In the part of the data that opens with the line containing "Audit log entry: the building" and runs to the end of the data, replace "building window" with "facade window". Give those lines again with nothing else changed.

----- RECORDS FOR THE TASK -----

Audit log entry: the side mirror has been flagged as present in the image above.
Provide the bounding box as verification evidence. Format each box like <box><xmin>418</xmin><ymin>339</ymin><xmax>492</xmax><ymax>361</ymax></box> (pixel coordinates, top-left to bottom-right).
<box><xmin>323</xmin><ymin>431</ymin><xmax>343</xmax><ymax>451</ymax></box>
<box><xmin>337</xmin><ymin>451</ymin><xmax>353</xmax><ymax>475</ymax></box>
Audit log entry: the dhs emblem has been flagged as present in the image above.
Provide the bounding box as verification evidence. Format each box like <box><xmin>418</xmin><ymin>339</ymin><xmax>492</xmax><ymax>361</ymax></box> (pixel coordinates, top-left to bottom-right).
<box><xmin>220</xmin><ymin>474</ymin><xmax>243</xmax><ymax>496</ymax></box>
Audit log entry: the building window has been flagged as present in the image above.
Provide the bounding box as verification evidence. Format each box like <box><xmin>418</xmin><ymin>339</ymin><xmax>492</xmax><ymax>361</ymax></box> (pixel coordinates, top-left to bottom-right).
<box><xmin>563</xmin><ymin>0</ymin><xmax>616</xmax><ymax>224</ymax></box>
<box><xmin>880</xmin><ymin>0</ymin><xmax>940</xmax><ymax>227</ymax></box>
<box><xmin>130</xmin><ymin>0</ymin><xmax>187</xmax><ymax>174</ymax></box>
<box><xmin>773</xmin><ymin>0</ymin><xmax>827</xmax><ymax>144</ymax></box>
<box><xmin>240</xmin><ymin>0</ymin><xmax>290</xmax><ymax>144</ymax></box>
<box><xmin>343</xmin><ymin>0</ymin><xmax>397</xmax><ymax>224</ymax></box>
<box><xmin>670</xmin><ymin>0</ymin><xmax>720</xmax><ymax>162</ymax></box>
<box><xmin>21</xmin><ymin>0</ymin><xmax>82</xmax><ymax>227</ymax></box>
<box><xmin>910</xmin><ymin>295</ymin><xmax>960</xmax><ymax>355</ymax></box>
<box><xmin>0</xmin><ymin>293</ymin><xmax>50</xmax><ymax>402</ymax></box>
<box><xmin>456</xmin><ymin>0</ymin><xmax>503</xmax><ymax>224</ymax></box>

-----

» **TASK RESPONSE**:
Audit log entry: the facade window has been flagged as present in the image above.
Provide the bounding box as verification evidence. Format each box like <box><xmin>418</xmin><ymin>339</ymin><xmax>492</xmax><ymax>361</ymax></box> (pixel coordinates, top-left to bottom-right).
<box><xmin>563</xmin><ymin>0</ymin><xmax>616</xmax><ymax>224</ymax></box>
<box><xmin>880</xmin><ymin>0</ymin><xmax>940</xmax><ymax>227</ymax></box>
<box><xmin>130</xmin><ymin>0</ymin><xmax>187</xmax><ymax>174</ymax></box>
<box><xmin>773</xmin><ymin>0</ymin><xmax>827</xmax><ymax>144</ymax></box>
<box><xmin>240</xmin><ymin>0</ymin><xmax>290</xmax><ymax>144</ymax></box>
<box><xmin>343</xmin><ymin>0</ymin><xmax>397</xmax><ymax>224</ymax></box>
<box><xmin>670</xmin><ymin>0</ymin><xmax>720</xmax><ymax>162</ymax></box>
<box><xmin>21</xmin><ymin>0</ymin><xmax>82</xmax><ymax>227</ymax></box>
<box><xmin>910</xmin><ymin>295</ymin><xmax>960</xmax><ymax>355</ymax></box>
<box><xmin>0</xmin><ymin>293</ymin><xmax>50</xmax><ymax>402</ymax></box>
<box><xmin>456</xmin><ymin>0</ymin><xmax>503</xmax><ymax>224</ymax></box>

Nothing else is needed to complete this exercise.